[Supplied passage — start]

Establishing the total human genome sequence is surely a major challenge that must be undertaken worldwide. It is probably the most important project of its kind that is now within our grasp, in terms of its potential contribution to human welfare. It is achievable and enormously worthwhile, has no defense implications and generates no case for competition between laboratories or nations.
The first step in establishing the human genome sequence would be to analyze its overall organization by obtaining a complete set of overlapping clones. This provides a framework for the genome dictionary, along which the regions coding for the different protein products could be identified long before the complete DNA sequence has been established.
At each step along the way to the complete sequence, scientists will obtain valuable information that can be applied to the problems of studying normal and abnormal human variation. The project as a whole would stimulate research in a variety of important areas. The project will include development of techniques for obtaining overlapping DNA clones and for automating sequences, the study of specific sequences of interest, applications to the analysis of particular human variations and comparative studies between species, computer analysis and development of approaches for handling large genetic databases, and the ultimate challenge of predicting structure (and so function) from the DNA and protein sequence.
Quite apart from its application to the analysis of human variation, the project will provide information of enormous interest for unravelling the evolutionary relationships and hierarchies between gene products within and between species, and will reveal the control language for complex patterns of differential gene expression during development and differentiation. The project would support much good basic research. As a whole, in fact, it subsumes much of what is now done in molecular genetics.

[Supplied passage — finish]
[Provided material — start]

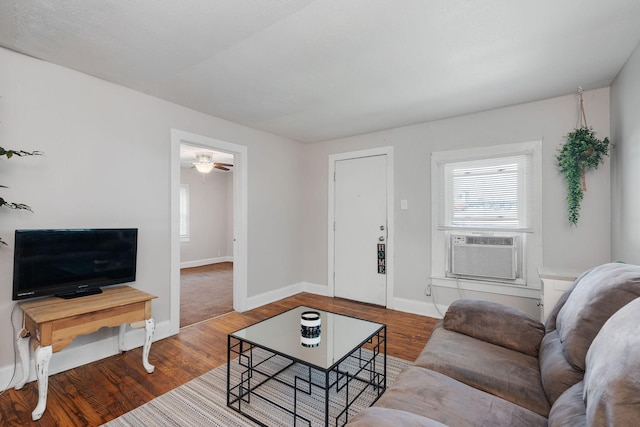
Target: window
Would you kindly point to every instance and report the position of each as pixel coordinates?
(184, 213)
(492, 195)
(487, 194)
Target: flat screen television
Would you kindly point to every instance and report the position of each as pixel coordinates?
(72, 262)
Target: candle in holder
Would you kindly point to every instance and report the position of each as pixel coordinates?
(310, 329)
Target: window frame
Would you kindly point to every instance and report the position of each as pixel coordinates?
(528, 234)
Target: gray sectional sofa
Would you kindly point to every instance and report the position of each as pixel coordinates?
(491, 365)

[Provided material — finish]

- _Work task 1_
Summarize the passage on the human genome sequence in two sentences.
- _Work task 2_
Reproduce the stretch of the passage on the human genome sequence from "Establishing the total" through "laboratories or nations.".
The rows have no connection to the passage on the human genome sequence.

- _Answer section 1_
Establishing the total human genome sequence is presented as an achievable, enormously worthwhile worldwide challenge with great potential for human welfare, starting with a complete set of overlapping clones that gives a framework for the genome dictionary. Each step would yield information on normal and abnormal human variation, stimulate research in many areas, and reveal evolutionary relationships between gene products and the control language of differential gene expression.

- _Answer section 2_
Establishing the total human genome sequence is surely a major challenge that must be undertaken worldwide. It is probably the most important project of its kind that is now within our grasp, in terms of its potential contribution to human welfare. It is achievable and enormously worthwhile, has no defense implications and generates no case for competition between laboratories or nations.